+++ Текст упражнения +++

Заслуги Цвингли перед Швейцарией. – Цвингли как теолог. – Широкое понимание христианства. – Цвингли – предвестник новейшего миросозерцания. – Его лебединая песня
Цвингли умер в полном цвете сил, не сказав своего последнего слова, не успев завершить начатое им дело политического и церковного преобразования Швейцарии. Но и то, что он успел сделать для своего отечества, так велико, что его по справедливости следует признать величайшим реформатором и благодетелем Швейцарии. За каких-нибудь 13 лет своей деятельности в Цюрихе он успел уничтожить глубоко укоренившуюся пагубную систему наемничества, вызвать религиозное и нравственное возрождение народа и своими заботами о просвещении положить прочное основание для его дальнейшего процветания. Духовное наследие, завещанное Швейцарии ее реформатором, можно сказать, еще долго после его смерти не было вполне исчерпано. Благодаря ему невежественный дотоле Цюрих сделался крупным научным центром, получившим громадное значение не только для Швейцарии, но и для Германии. Хотя первоначально все основанные реформатором высшие учебные заведения предназначались для потребностей церкви, но дух, внесенный им в преподавание, был таков, что свободное развитие наук не могло встречать в них никаких серьезных препятствий. Умственный расцвет Швейцарии в начале XVIII века имел источником те же образовательные элементы, на которые опиралась реформа Цвингли – классическую древность и Библию. Бодмер и Галлер, Изелин и Мюллер, Лафатер и Песталоцци по своему религиозному направлению, своей широкой гуманности и просвещенному патриотизму являются родственными по духу продолжателями Цвингли.
И в политическом отношении идеалы Цвингли до сих пор еще не утратили своего значения. Провозглашенный им принцип полного отделения церкви от государства (хотя и не вполне последовательно проведенный им на практике) остается и поныне господствующим принципом в политических и церковных отношениях. Наконец, лишь несколько десятков лет тому назад осуществился тот план политического переустройства конфедерации, который при жизни реформатора оказался слишком смелым и преждевременным.
Менее ярки на вид заслуги Цвингли как церковного деятеля. Несмотря на то, что он был первым основателем реформатской церкви, универсальное значение последней оказывается неразрывно связанным с именем другого реформатора. Лишь благодаря Кальвину швейцарская церковь получила ту стройную, строго замкнутую организацию, которая дала ей возможность распространить свою пропаганду далеко за пределы Швейцарии и победоносно выдерживать обострившуюся борьбу с Римом. В дальнейших судьбах евангелического учения личность женевского ресрорматора играет такую громадную роль, что влияние Цвингли кажется совершенно исчезнувшим.

+++ Исходные данные +++

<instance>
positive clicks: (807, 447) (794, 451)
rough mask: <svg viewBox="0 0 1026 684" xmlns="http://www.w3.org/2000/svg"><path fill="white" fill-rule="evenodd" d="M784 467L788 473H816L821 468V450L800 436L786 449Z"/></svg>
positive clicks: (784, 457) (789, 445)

+++

Ваша задача
Объясните в одном–трех предложениях, почему, согласно тексту о Цвингли, его заслуги как церковного деятеля выглядят менее яркими. Листинг получен из другого источника.

Ваш ответ
Хотя Цвингли первым основал реформатскую церковь, ее универсальное значение оказалось неразрывно связано с именем Кальвина. Только благодаря Кальвину швейцарская церковь получила стройную, строго замкнутую организацию. Эта организация позволила ей распространить пропаганду далеко за пределы Швейцарии и выдерживать борьбу с Римом, и роль женевского реформатора в дальнейших судьбах евангелического учения настолько велика, что влияние Цвингли кажется совершенно исчезнувшим.